* [Written exercise 1]
Reproduce everything in the recycling page from "Step 2. Ensure" down to "and material makeup.".

* [Page text]
Gaia offers an easy way to recycle many items. It is a great way for you to participate in protecting the environment and preventing our landfills to get overfilled. 

Step 1. Gather and wash your unwanted clothes, textiles and other items you don’t need. Most household textiles can be recycled. This includes clothing, linens, and wearable accessories. But also, other things can be recycled (see lists below).

Step 2. Ensure all items are clean, dry and free of odors. We accept items that are stained or torn a bit but still wearable. Remove all hangers. Ensure all items are in sealed bags.
What about my fabric scraps or pillow stuffing? Gaia, like most other collectors, is unable to accept these items. Textile Recycling is a complicated process and items go through a series of sorting channels and these items apply to companies that can generate thousands of pounds of materials at a time, all with consistent size and material makeup.

* [Records taken from a dataset]
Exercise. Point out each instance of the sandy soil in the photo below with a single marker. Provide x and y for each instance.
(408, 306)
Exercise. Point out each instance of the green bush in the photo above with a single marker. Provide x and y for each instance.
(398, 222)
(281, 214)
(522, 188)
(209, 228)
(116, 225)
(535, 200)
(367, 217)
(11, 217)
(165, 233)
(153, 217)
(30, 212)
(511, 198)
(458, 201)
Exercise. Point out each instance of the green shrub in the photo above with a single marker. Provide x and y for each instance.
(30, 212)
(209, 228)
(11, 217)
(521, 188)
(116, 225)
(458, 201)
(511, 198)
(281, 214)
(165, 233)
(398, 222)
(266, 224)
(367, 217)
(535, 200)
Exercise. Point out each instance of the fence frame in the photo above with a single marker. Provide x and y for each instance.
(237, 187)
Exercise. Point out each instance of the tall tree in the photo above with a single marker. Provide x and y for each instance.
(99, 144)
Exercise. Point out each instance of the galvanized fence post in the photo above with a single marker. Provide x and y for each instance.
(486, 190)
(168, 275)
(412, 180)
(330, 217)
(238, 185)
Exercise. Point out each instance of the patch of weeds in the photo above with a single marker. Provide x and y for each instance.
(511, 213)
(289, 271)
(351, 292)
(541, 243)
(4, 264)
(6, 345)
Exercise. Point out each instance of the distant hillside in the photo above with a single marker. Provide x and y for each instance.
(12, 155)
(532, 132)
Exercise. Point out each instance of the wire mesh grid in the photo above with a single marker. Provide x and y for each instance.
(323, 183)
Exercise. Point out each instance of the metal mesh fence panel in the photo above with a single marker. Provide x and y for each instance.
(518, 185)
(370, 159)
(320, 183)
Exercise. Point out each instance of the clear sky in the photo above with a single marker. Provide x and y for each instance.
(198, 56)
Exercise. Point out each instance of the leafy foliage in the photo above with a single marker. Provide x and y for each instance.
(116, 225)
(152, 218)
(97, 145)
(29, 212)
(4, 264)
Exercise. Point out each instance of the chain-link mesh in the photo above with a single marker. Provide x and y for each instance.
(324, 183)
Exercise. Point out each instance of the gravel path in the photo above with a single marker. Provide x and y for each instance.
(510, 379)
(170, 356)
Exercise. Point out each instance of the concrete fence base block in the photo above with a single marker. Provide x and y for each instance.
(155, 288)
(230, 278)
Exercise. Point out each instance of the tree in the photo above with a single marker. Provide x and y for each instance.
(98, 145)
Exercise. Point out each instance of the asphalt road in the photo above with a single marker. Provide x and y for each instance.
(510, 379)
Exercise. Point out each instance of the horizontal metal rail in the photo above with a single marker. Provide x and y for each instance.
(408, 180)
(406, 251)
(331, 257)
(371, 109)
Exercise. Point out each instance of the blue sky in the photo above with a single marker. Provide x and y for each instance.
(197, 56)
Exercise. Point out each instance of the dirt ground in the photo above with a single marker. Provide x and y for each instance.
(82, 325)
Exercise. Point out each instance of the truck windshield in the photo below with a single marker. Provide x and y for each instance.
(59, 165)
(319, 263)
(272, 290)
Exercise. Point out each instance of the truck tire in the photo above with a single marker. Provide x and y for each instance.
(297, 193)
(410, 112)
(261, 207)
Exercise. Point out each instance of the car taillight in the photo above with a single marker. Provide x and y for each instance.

* [Written exercise 2]
Pull out each line of the entries that contains the word "green".

* [Exercise answer 1]
Step 2. Ensure all items are clean, dry and free of odors. We accept items that are stained or torn a bit but still wearable. Remove all hangers. Ensure all items are in sealed bags.
What about my fabric scraps or pillow stuffing? Gaia, like most other collectors, is unable to accept these items. Textile Recycling is a complicated process and items go through a series of sorting channels and these items apply to companies that can generate thousands of pounds of materials at a time, all with consistent size and material makeup.

* [Exercise answer 2]
Exercise. Point out each instance of the green bush in the photo above with a single marker. Provide x and y for each instance.
Exercise. Point out each instance of the green shrub in the photo above with a single marker. Provide x and y for each instance.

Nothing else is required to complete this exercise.